***** Material shown *****

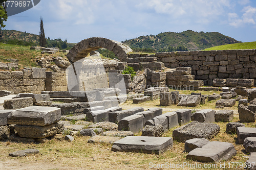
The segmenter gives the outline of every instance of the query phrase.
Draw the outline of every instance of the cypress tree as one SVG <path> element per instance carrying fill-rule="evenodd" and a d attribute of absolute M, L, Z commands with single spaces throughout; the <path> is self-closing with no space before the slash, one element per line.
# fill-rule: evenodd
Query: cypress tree
<path fill-rule="evenodd" d="M 42 22 L 42 18 L 40 17 L 40 32 L 39 33 L 39 44 L 40 46 L 46 46 L 46 38 L 45 35 L 45 30 L 44 30 L 44 23 Z"/>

*****

§ Your goal
Copy every line of the rows above verbatim, leaving out the picture.

§ Written solution
The segmenter gives the outline of every instance of the query phrase.
Draw the outline of every instance of the cypress tree as one SVG <path> element per instance carrying fill-rule="evenodd" and a d attribute of absolute M, L, Z commands with single spaces throughout; the <path> is self-closing with no space before the slash, one element per line.
# fill-rule: evenodd
Query: cypress tree
<path fill-rule="evenodd" d="M 42 22 L 42 18 L 40 17 L 40 32 L 39 33 L 39 44 L 40 46 L 46 46 L 46 38 L 45 35 L 45 30 L 44 30 L 44 23 Z"/>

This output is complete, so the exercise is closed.